→ **PROVIDED PASSAGE**:
I am usually on the happy side with very little. I've been observing people with different approaches to life and it seems like the ones that are mostly happy have different sort of philosophy behind their lives than the ones who are a bit on the negative side.

First of all, it seems that all authoritarian people are slightly unhappy. I find this quite logical, since in the authoritarian game it is very easy to say who is the loser, but not so easy to say that someone is a winner. You know, even the ones on the very top of the game are so stressed out by the possibility they might fall. Basically it is a constant uphill battle. No happy people there.

Ok, then another huge group of people, the science people. If someone follows the scientific thought long enough they will see themselves as a tiny particle inside a huge universe. Other than that, they don't have any control of anything, it is all just a chain reaction. Unfortunately these news seem to be taken negatively. It could be said like "Look at this: We are part of a huge explosion, circling around a spark called sun with a speck of dust called earth! Isn't that awesome!!" I think there is something in the culture that makes us interpret science negatively.

Then there are all kinds of people with some psychological blocks that result in focusing life on only one or two aspects (either running for them, or away from them) , and this seems to lead to unhappiness as well.

→ **ACTIVITY LIST**:
1 – In the passage about happiness, what stresses out the people at the very top of the authoritarian game?
2 – Please write one or two paragraphs that carry the passage about happiness on from its last sentence.
The listing that comes next is from a different source.

→ **PROVIDED INFORMATION**:
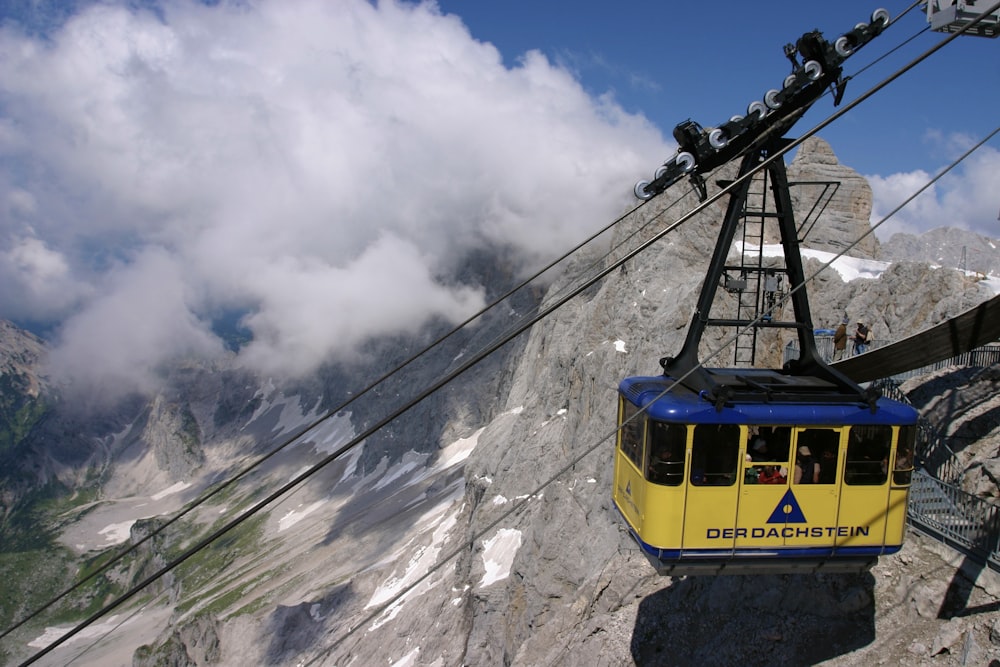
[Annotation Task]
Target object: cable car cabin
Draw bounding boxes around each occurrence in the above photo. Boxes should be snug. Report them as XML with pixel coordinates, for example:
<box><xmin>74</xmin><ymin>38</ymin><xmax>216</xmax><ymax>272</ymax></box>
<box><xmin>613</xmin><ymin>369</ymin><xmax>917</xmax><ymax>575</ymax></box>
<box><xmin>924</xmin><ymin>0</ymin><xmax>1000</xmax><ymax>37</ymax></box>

→ **ANSWERS**:
1 – The possibility that they might fall.

2 –
And then there are all the isolated people who don't have real connections with other people and who don't even have a real connection between their work and their survival. What I mean is that the things they do don't feel concrete. It would feel very concrete to grow a garden and store the harvers and eat it. It would feel very concrete to do this with your friends and family, in order to support all of you. I think that money as a medium is making real world achievement- like collecting ripe fruit from the supermarket -feel to abstract.

So, to sum up. I don't think it is biological, in most cases. It has a lot to do with the society. We are given enormous stress to keep the system running, and we are isolated of the real achievements of our work, and isolated from other people. I don't find it surprising at all that people are unhappy.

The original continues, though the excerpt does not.